- EXERCISE REQUIREMENTS
- 1) Write out, word for word, everything in the forum thread on text entropy from "I hope that" down to "in both camps.".
- 2) Pick up the forum thread on text entropy after its last sentence and keep writing it.

- SELECTED PASSAGE

.....

Hopefully, you now believe me that if a large real world English text truly had maximum entropy per word, it would indeed be meaningless (just like maximum entropy Moof texts). On the other hand though, maximum entropy per word English also violates the rules of grammar. To use such a technique to evaluate grammatically correct (but possibly still "meaningless") texts the technique would need modification. One would have to somehow normalize the entropy to deal with the extra structure imposed by grammar. Then, you would be measuring how much entropy a text has compared to that of grammatically correct (but not intentionally meaningful) text. One thought about how to do this is to compare the entropy per word of the text under consideration to the entropy that would be achieved if you generated random grammatically correct sentence structures (according to the frequency with which they occurred in the text) that had words with the proper parts of speech placed within them like a madlib (according to the frequencies with which each of these words occurred in the text, but without ever considering what came before a given word). The technical details of how one would actually pull this off, and of how one would estimate the actual entropy of the process underlying a large text (i.e. essentially the entropy per word of the text... I've been sloppy with terminology throughout this comment for convenience) are tricky and would require some serious thought.
Now, on the flip side, why would a 0 entropy per word Moof (or English) text be uninteresting? Well, if according to person X a text has 0 entropy that implies that before reading each word, X can predict exactly what that word is going to be. That doesn't imply that the text is truly meaningless (in the sense of actually having no meaning), but it does mean that it conveys no information to X (it tells X nothing that X didn't already know). Essentially, this is only the case if each word in the text is completely determined by the words that came before it (from X's perspective). A real world example of this would be if the text consisted of a poem that person X already knew by heart.
I hope that this helps to clarify things!
Jonathan,
ReplyDeletewhile I agree with you that "postmodernism" is a vague term, frankly so is "analytic philosophy," and one can find gibberish, or at least irrelevance, in both camps.
But I don't think it is fair to say that there is *no* postmodernism, or that some authors aren't clearly more representative than others of that way of thinking, or that some of these authors aren't quasi-nonsensical and/or irrelevantly obfuscatory.
Yes, Foucault has written plenty of interesting things. He has also written things that make little sense, and he has done both using language that rarely should be seen in a philosophical essay.

.....

(Excerpts from a pointing dataset)
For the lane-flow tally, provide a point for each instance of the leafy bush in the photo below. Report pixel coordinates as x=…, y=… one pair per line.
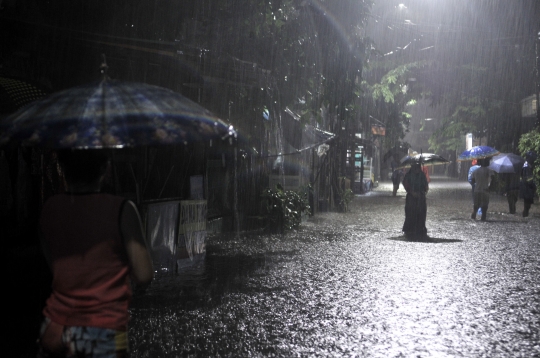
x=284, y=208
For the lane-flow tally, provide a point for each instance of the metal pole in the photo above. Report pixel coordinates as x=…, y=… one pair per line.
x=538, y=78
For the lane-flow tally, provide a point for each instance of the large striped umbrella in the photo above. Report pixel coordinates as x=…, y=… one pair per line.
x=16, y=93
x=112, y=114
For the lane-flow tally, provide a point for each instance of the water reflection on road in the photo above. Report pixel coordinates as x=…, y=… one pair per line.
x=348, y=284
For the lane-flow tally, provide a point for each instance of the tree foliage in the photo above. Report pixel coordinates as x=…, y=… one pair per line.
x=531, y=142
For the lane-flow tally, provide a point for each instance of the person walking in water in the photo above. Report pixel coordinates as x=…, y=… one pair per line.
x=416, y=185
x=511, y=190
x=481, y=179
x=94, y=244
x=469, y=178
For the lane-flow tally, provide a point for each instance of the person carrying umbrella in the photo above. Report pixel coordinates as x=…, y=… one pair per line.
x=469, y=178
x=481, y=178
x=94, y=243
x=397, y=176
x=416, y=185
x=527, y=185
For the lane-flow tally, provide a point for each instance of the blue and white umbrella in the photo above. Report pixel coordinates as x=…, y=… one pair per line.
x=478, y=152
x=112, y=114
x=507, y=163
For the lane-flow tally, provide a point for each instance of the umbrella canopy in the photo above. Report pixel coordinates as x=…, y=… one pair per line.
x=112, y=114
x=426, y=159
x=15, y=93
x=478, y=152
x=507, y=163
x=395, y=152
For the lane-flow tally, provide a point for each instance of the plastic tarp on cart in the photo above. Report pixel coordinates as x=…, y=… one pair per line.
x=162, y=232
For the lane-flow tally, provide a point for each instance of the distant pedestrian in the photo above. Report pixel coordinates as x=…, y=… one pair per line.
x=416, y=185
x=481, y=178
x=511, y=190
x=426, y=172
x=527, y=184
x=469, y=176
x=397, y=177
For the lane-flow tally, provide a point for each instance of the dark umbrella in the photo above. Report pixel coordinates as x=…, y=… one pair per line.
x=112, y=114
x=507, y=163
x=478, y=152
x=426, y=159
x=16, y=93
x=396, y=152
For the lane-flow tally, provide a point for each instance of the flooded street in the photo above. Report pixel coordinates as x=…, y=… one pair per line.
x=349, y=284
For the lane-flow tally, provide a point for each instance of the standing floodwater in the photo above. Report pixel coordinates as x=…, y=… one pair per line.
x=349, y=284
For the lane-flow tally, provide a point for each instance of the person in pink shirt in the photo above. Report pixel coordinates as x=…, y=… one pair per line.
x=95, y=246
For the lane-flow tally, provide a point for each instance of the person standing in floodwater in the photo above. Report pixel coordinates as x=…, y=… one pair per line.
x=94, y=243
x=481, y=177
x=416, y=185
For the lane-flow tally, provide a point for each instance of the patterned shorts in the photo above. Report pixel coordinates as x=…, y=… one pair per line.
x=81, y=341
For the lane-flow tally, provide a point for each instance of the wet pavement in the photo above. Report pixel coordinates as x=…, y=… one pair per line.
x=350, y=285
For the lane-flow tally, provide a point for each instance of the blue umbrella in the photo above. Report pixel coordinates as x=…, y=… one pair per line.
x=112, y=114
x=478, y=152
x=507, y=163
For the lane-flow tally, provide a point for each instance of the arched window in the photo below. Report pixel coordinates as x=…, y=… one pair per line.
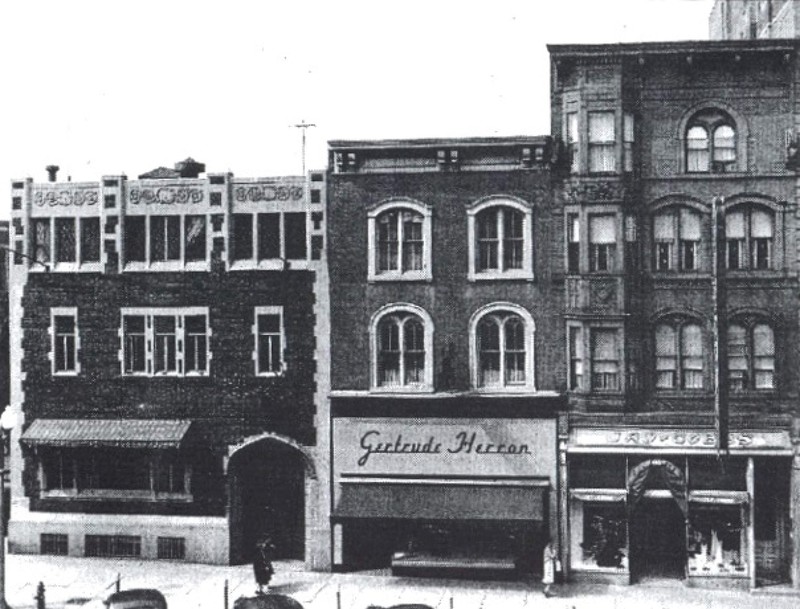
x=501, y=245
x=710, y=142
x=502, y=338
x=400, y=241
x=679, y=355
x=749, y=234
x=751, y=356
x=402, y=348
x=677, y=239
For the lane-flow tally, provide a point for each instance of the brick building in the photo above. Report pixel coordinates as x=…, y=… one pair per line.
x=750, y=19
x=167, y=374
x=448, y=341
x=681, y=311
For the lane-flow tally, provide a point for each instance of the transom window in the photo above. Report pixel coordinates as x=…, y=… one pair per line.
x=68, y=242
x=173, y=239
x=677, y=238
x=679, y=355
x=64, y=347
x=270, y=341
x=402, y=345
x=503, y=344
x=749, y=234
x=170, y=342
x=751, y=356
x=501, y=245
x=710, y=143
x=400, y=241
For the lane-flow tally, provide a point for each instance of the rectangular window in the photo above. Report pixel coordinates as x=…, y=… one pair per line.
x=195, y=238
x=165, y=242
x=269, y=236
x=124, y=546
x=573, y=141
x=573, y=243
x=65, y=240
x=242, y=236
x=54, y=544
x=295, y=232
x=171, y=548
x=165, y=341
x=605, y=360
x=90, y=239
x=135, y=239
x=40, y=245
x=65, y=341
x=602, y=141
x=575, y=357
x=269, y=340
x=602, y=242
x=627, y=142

.....

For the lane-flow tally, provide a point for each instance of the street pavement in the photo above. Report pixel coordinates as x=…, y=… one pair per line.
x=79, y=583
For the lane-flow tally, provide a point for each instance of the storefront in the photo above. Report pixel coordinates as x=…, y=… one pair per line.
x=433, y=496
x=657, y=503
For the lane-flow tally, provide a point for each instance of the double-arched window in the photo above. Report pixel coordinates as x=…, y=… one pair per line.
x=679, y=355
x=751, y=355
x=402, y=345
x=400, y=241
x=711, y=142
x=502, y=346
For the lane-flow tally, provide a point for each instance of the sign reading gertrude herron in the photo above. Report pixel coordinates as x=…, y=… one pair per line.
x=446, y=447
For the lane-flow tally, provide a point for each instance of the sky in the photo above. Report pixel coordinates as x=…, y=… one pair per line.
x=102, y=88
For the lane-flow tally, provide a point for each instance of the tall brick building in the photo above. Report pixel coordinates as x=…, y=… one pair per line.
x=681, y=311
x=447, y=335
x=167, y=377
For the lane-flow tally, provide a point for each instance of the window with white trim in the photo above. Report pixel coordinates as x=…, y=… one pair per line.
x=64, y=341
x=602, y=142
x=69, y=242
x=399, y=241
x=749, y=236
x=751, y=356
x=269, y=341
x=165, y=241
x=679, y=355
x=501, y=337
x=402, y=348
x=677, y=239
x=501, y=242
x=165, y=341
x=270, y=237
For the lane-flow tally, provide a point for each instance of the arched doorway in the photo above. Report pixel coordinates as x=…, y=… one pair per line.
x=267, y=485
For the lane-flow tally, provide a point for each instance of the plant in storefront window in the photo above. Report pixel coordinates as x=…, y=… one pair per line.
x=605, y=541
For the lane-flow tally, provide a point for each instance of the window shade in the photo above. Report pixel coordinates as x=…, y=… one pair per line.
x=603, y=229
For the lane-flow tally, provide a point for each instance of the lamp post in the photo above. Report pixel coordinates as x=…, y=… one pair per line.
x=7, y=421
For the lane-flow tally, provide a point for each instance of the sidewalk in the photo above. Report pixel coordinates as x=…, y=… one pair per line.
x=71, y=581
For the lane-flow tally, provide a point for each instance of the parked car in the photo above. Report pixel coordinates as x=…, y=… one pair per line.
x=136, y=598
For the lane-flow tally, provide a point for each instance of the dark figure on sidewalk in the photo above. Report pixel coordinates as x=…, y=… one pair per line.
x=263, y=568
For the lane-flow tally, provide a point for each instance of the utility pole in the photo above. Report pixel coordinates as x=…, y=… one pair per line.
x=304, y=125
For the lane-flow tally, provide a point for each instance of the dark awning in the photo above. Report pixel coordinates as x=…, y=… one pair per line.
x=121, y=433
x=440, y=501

.....

- ANSWERS IN ORDER
- 1)
I hope that this helps to clarify things!
Jonathan,
ReplyDeletewhile I agree with you that "postmodernism" is a vague term, frankly so is "analytic philosophy," and one can find gibberish, or at least irrelevance, in both camps.

- 2)
As Witty put it: "Philosophy is a battle against the bewitchment of our intelligence by means of language." (Of course, he himself was rarely a good example of clear language, but that's another story...)
Scott,
ReplyDeleteYou should be skeptical about intuition about information and entropy. Fortunately we don't need intuition about them. We have exact mathematical definitions. And the implications of those definitions is very counter intuitive.
The problem with meaning is that we have no quantitative definition. All we have is intuition and that is often very very wrong.
Machine code is an example of very high entropy information. If by meaning we mean the complexity of the logical connections that determine what a given bit does then arguably machine code is much more meaningful than any English text of a similar size.
But then a random string of binary digits would have at least as much information. But meaning? I just don't see correlation between entropy and meaning.
If anything I would argue that pomo texts have lower entropy than expected. Take the example:
"...neither stable nor unstable, but rather metastable..."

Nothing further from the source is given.